Reading text:
Power Parent Tip of The Day

Realities Of Ramadan

I want to tell you about someone I met in my travels to Europe. Anna* was born and bred in a Muslim family. In her teens, she moved abroad and met Adam, whom she married. The couple have a 17-year-old son. Anna says, “I was raised by very harsh parents. I often say to my son, ‘Look, it’s your choice to be Muslim or not,  to pray or not, to fast or not. Do as you like.’”

I was not surprised by Anna’s sharing. I had gotten used to this script: Children who had been raised by very harsh Muslim families do not feel obliged to raise their own offspring as Muslims. There are even children who had been subjected to a super strict regime of memorizing the Qur’an without understanding why, who went completely off track soon after they were left on their own. They typically grew up in families where the parents failed to engage their children right from the start. Children raised by very harsh Muslim parents, who grew up in an environment of fear or blame, who prayed and fasted just so that they fit into the majority Muslim crowd, are less likely to become good role models as Muslims to their own children.


Earlier, in another part of the world, I met with Sarah*, a working mother, who is fully aware that how she parents has a great influence on her children’s experiences and attitudes. The day we met, Sarah told me she had assigned her twelve-year-old daughter to research on the topic of “Why Respect Is Important”.

“Each week, I assign a special topic to one of my four children,” says Sarah. “After the evening prayer, everyone would gather. The child whose turn it is to present would share the highlights of his or her research. It doesn’t have to be long. Ten minutes would do. After the presentation, anyone could ask questions and we turn it into a family discussion.”

As you can see, the above two stories show two different realities. Whose children do you think are more likely to choose Islam as their way of life? Anna’s or Sarah’s?

Sarah’s style of raising her children reminds me of the Prophet’s way of engagement with the youths of his time. It was narrated that a young man came to the Prophet (Peace be upon Him) and said:

“O Messenger of Allah! Give me permission to commit zina (unlawful sex).” The people surrounded him and rebuked him, saying, “Stop! Stop!” But the Prophet said, “Come close.” The young man came to him and he said, “Sit down”, so he sat down. The Prophet said, “Would you like it (unlawful sex) for your mother?” He said, “No, by Allah, may I be ransomed for you.” The Prophet said, “Neither do the people like it for their mothers.” The Prophet said, “Would you like it for your daughter?” He said, “No, by Allah, may I be ransomed for you.” The Prophet said, ‘Neither do the people like it for their daughters.” The Prophet said, “Would you like it for your sister?” He said, “No, by Allah, may I be ransomed for you.” The Prophet said, “Neither do people like it for their sisters.” The Prophet said, “Would you like it for your paternal aunt?” The man said, “No, by Allah, O Allah’s Messenger! May I be ransomed for you.” The Prophet said, “Neither do people like it for their paternal aunts.” The Prophet said, “Would you like it for your maternal aunt?” He said, “No, by Allah, O Allah’s Messenger! May I be ransomed for you.” The Prophet said, “Neither do the people like it for their maternal aunts.” Then, the Prophet put his hand on him and said, “O Allah, forgive his sins, purify his heart and guard his chastity.” After that the young man never paid attention to anything of that nature.

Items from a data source
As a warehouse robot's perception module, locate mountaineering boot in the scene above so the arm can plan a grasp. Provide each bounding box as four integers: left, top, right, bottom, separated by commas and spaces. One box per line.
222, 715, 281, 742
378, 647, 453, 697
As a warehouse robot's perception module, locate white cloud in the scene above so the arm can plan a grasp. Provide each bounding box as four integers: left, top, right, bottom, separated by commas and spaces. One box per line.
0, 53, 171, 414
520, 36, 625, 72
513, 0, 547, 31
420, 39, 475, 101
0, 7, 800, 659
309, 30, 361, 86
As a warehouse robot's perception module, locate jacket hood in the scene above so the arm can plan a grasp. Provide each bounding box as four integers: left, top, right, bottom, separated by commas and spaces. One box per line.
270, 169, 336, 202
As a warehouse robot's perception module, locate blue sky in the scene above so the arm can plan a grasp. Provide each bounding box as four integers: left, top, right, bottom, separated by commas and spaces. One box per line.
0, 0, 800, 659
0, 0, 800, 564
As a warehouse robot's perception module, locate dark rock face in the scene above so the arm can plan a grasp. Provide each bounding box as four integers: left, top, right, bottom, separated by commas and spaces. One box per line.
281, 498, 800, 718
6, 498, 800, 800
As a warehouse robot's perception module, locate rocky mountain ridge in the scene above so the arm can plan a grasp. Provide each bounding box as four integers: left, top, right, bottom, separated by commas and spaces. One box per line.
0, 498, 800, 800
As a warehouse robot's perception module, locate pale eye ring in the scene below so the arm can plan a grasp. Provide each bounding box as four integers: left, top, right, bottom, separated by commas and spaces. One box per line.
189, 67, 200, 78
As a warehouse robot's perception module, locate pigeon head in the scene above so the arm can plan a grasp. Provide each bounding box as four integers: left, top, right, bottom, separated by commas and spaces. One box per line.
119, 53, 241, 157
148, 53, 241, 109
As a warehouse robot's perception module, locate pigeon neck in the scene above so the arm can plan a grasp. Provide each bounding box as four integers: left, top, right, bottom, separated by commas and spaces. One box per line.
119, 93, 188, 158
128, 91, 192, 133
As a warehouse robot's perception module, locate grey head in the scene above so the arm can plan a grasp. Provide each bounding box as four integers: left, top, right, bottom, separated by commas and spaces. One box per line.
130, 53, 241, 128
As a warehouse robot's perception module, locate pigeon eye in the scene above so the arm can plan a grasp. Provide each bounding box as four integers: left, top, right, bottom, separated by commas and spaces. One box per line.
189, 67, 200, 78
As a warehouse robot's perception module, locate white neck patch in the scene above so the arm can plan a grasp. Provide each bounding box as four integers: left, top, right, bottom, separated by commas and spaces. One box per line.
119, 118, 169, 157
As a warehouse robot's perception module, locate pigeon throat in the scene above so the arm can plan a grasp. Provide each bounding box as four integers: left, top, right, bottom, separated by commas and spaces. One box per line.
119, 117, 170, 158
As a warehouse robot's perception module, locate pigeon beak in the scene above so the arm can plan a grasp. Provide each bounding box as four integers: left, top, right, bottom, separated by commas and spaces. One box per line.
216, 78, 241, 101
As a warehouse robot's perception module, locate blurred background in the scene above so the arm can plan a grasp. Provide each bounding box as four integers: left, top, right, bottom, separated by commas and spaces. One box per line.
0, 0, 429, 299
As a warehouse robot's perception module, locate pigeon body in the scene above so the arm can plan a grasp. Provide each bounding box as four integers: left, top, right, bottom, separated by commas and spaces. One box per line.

Written instruction 1:
Transcribe the parenting tip above word for word, from "Earlier, in another" to "Anna’s or Sarah’s?".
Written instruction 2:
In the parenting tip above, which relatives does the Prophet ask the young man about?

Right answer 1:
Earlier, in another part of the world, I met with Sarah*, a working mother, who is fully aware that how she parents has a great influence on her children’s experiences and attitudes. The day we met, Sarah told me she had assigned her twelve-year-old daughter to research on the topic of “Why Respect Is Important”.

“Each week, I assign a special topic to one of my four children,” says Sarah. “After the evening prayer, everyone would gather. The child whose turn it is to present would share the highlights of his or her research. It doesn’t have to be long. Ten minutes would do. After the presentation, anyone could ask questions and we turn it into a family discussion.”

As you can see, the above two stories show two different realities. Whose children do you think are more likely to choose Islam as their way of life? Anna’s or Sarah’s?

Right answer 2:
Mother, daughter, sister, paternal aunt, maternal aunt